* MATERIAL FOR THE TASK:

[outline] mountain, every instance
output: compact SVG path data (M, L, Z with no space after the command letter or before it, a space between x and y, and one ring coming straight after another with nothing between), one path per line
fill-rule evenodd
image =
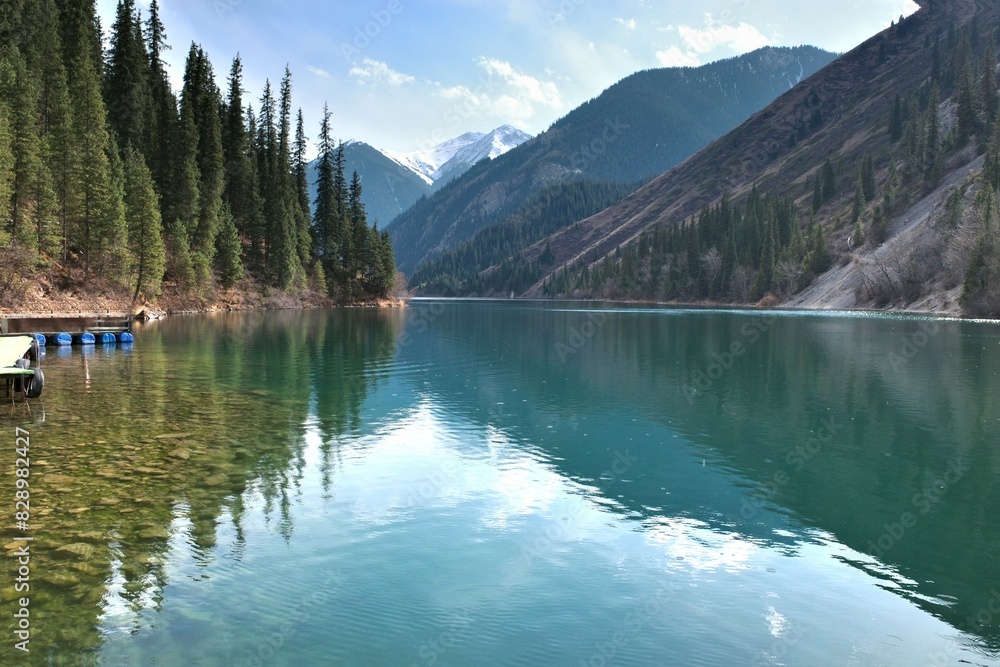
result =
M439 189L473 166L489 158L494 160L531 139L531 135L510 125L504 125L463 146L434 173L434 187Z
M466 132L427 150L385 154L424 177L428 185L440 188L486 158L500 157L531 139L531 135L510 125L489 133Z
M466 132L426 150L412 153L385 151L385 154L400 165L422 176L427 185L434 185L441 167L455 157L459 151L474 145L485 136L486 134L483 132Z
M555 183L649 180L834 57L813 47L768 47L698 68L634 74L399 216L391 226L399 266L412 272Z
M366 143L345 142L344 163L348 174L357 171L361 177L361 199L368 219L380 227L385 227L413 202L431 193L430 184L418 174ZM316 198L317 166L318 160L310 164L310 201Z
M496 158L524 143L531 135L510 125L492 132L467 132L426 151L409 154L381 151L361 141L344 143L348 174L358 172L368 219L388 225L421 197L461 176L477 162ZM316 168L310 165L310 201L316 198Z
M997 35L1000 4L927 0L526 250L525 293L1000 315Z

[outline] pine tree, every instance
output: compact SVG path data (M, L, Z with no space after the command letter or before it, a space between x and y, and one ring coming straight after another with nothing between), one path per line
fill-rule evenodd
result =
M827 158L823 164L823 202L830 202L837 196L837 171Z
M160 202L153 176L134 147L125 150L125 214L128 220L128 247L133 258L135 291L133 304L160 294L166 262L160 218Z
M66 67L62 59L59 32L59 10L54 0L39 0L35 10L25 16L28 42L34 49L28 51L28 67L38 82L38 124L41 132L42 163L51 179L51 207L41 206L38 214L49 209L51 227L44 231L42 218L38 218L41 250L65 259L69 217L79 199L78 183L73 174L76 161L76 142L73 132L72 109ZM42 181L40 181L41 183ZM44 194L39 195L44 199Z
M2 65L0 65L2 67ZM11 147L7 105L0 104L0 221L10 220L10 202L14 196L14 151ZM0 250L10 243L7 224L0 224Z
M351 257L349 261L345 262L352 280L356 279L358 275L364 274L364 267L368 260L368 218L365 215L364 202L361 201L362 192L361 177L355 171L351 177L348 194L351 221Z
M896 143L903 138L903 99L896 93L892 104L892 115L889 118L889 141Z
M101 24L94 0L57 0L60 5L60 40L63 64L74 72L78 58L86 57L97 80L103 77L104 47L101 44ZM69 77L70 82L74 77Z
M108 120L118 144L137 150L149 146L149 60L135 0L119 0L111 28L111 48L105 71Z
M176 162L173 149L178 141L180 131L177 113L177 97L170 87L166 66L163 63L163 52L170 49L167 46L166 30L160 22L160 10L157 0L149 5L149 20L146 23L146 44L149 53L149 132L148 145L145 147L146 162L153 174L160 193L161 206L164 211L174 208L173 183Z
M221 217L222 228L216 238L215 262L219 271L219 280L222 281L223 286L232 287L239 284L245 273L241 257L243 248L228 204L223 204Z
M851 222L857 222L861 214L865 212L865 187L864 180L859 175L858 185L854 188L854 204L851 208Z
M958 145L965 146L979 130L979 98L972 80L968 58L962 66L958 84Z
M944 150L941 141L941 91L931 87L930 103L927 109L927 153L924 159L924 181L934 186L941 180L944 173Z
M219 127L219 93L215 86L212 65L205 51L191 45L184 69L184 89L181 92L181 122L196 129L198 135L197 224L190 236L191 259L200 286L211 280L215 259L215 237L219 233L222 213L222 190L225 172L222 156L222 133Z
M816 275L825 273L830 268L830 253L826 247L826 233L822 225L813 225L804 268L806 272Z
M316 201L313 214L313 252L332 276L340 249L340 203L336 188L336 146L330 134L330 108L323 105L316 168Z
M54 197L38 134L38 90L20 52L10 52L4 60L0 99L9 105L8 131L14 156L10 233L16 245L37 256L44 250L40 241L50 241L55 232L51 210Z
M171 225L176 222L184 227L184 238L190 245L191 236L198 225L199 202L201 201L201 172L198 169L198 132L194 126L194 118L186 115L178 130L176 168L174 183L171 188L171 206L167 210L167 219ZM176 230L176 227L174 226ZM190 247L185 250L190 253Z
M865 195L865 203L875 199L878 194L878 182L875 178L875 156L871 152L865 153L861 161L861 187Z
M311 247L311 232L309 231L310 218L312 217L309 208L309 161L306 157L306 130L305 122L302 119L302 109L299 109L295 123L295 154L292 156L292 169L295 179L295 196L297 208L295 210L296 231L298 237L299 260L303 265L309 262Z
M87 25L75 43L87 44ZM92 50L81 49L69 68L70 94L74 102L73 137L76 141L73 181L78 189L74 210L68 216L68 245L80 252L84 275L105 267L124 278L125 267L114 262L125 244L125 219L122 192L112 174L111 137L107 131L107 110L101 97L98 71L91 62ZM119 264L117 267L115 264Z
M980 97L982 98L986 126L992 127L993 121L997 117L998 104L1000 104L997 100L997 61L992 43L986 48L986 55L983 57Z
M233 218L237 240L240 236L246 239L247 262L251 271L262 274L263 202L257 161L253 155L253 111L249 107L244 110L243 92L243 64L240 57L236 56L229 72L229 96L222 137L226 160L223 199ZM225 225L225 221L223 223Z
M820 177L819 171L817 170L816 180L813 182L813 199L812 199L813 213L818 213L821 208L823 208L823 180Z
M277 214L269 221L273 225L273 248L269 259L274 280L282 288L305 282L305 271L298 253L298 198L292 180L291 114L292 73L285 67L278 106L277 146L272 146L275 153L270 160L272 171L267 183L267 196L274 200Z
M187 224L180 218L167 225L167 274L179 287L190 287L195 283L191 249L188 242Z

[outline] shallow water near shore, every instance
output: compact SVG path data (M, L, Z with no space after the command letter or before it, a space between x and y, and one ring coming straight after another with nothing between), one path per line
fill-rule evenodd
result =
M0 664L1000 665L995 324L414 301L42 364Z

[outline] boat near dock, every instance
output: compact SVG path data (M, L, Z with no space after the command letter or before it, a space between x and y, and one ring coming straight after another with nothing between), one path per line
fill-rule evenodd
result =
M11 401L38 398L45 386L39 366L39 344L34 336L0 336L0 378Z

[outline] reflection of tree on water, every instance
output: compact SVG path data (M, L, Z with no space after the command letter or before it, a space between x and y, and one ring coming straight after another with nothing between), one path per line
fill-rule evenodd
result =
M162 603L176 549L204 566L219 555L220 521L235 534L221 548L240 558L249 498L291 539L307 423L320 425L329 485L335 443L360 428L394 329L381 311L174 318L143 331L131 354L89 358L89 377L77 351L50 359L58 381L47 421L32 426L31 657L88 664L101 616L141 623ZM0 466L12 469L8 449ZM3 587L0 608L13 595ZM12 651L0 645L0 664Z

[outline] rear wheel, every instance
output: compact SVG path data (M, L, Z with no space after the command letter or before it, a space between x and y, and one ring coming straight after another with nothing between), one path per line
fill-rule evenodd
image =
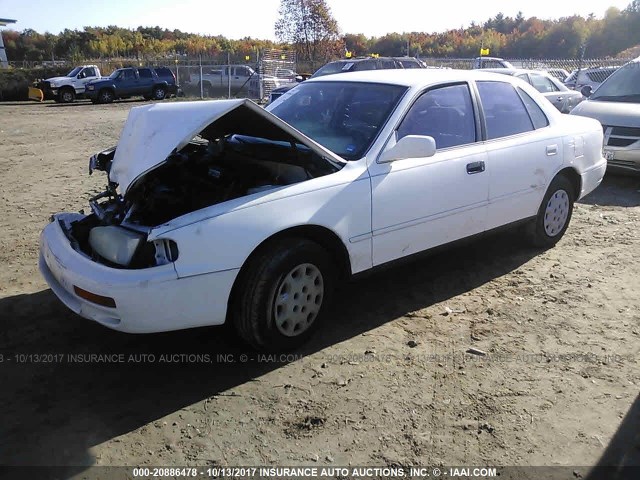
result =
M203 83L202 86L198 84L198 90L202 92L202 96L205 98L211 96L211 85L208 83Z
M151 95L154 100L164 100L164 97L167 96L167 91L163 87L154 87Z
M575 192L569 179L553 179L538 209L535 221L527 228L529 241L536 247L553 247L564 235L571 221Z
M336 271L327 252L301 238L280 240L249 260L232 302L240 336L263 351L302 345L329 308Z

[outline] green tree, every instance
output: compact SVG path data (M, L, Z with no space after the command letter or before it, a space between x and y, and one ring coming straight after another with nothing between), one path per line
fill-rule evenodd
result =
M275 33L280 42L295 46L299 59L312 63L336 55L342 44L325 0L280 0Z

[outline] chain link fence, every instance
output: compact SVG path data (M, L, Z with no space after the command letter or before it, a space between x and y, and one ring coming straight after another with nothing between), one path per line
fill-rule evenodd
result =
M469 70L480 68L479 60L473 58L420 58L431 68L453 68ZM615 69L631 59L505 59L514 68L546 70L567 86L579 88L585 78L593 82L604 81ZM483 58L482 68L497 68L495 59ZM97 65L102 75L122 67L169 67L175 74L182 92L196 98L252 98L263 101L274 88L295 82L296 75L306 71L307 64L299 64L295 53L288 50L256 50L253 52L217 55L188 56L181 54L144 58L100 58L70 61L12 61L7 73L20 73L27 85L50 76L51 72L71 71L78 65ZM572 75L573 74L573 75ZM33 77L33 78L31 78ZM2 83L2 82L0 82ZM2 87L2 85L0 85ZM24 86L23 86L24 87ZM23 88L21 87L21 88ZM16 87L17 88L17 87ZM0 98L2 98L0 96Z

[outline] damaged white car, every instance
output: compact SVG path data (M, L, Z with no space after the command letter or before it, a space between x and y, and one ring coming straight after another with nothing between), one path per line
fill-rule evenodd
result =
M92 213L42 232L40 269L109 328L230 321L295 348L354 274L505 225L553 246L602 180L602 140L520 80L454 70L323 77L267 110L136 107L90 161L108 174Z

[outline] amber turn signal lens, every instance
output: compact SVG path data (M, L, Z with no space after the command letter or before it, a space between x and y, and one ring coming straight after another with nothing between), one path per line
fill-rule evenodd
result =
M85 300L89 300L91 303L102 305L103 307L116 308L116 301L111 297L103 297L96 293L87 292L75 285L73 286L73 291L76 292L76 295L84 298Z

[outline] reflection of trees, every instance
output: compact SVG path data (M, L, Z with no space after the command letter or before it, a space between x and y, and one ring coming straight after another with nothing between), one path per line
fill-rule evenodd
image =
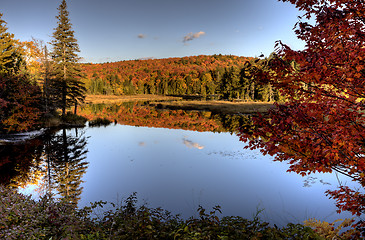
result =
M26 143L0 145L0 184L11 188L35 184L38 190L77 204L88 167L86 137L77 135L62 129Z
M14 145L0 145L0 184L24 187L40 179L42 141L31 140Z
M240 128L252 126L251 115L216 114L214 118L222 124L223 129L229 133L237 133Z
M77 204L82 193L82 176L87 170L87 141L84 136L72 136L66 129L45 143L47 187L64 200Z
M192 131L235 133L251 124L249 115L213 114L208 111L155 109L144 103L90 104L81 107L80 115L131 126L162 127Z
M108 119L123 125L221 132L223 129L210 113L183 110L156 110L137 102L83 106L81 116L89 120Z

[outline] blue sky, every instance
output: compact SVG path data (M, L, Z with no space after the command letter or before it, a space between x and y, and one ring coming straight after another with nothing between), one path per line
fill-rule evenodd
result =
M15 38L51 40L61 0L0 0ZM277 0L67 0L83 62L232 54L269 55L276 40L294 49L300 15Z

* WHAT YOU NEED TO DO: Filter the data for the string "water" and copy every line that has it.

* SOLUTION TO THE PROBLEM:
[outline] shallow water near shore, every instance
[outline] reflection of tree on water, every instance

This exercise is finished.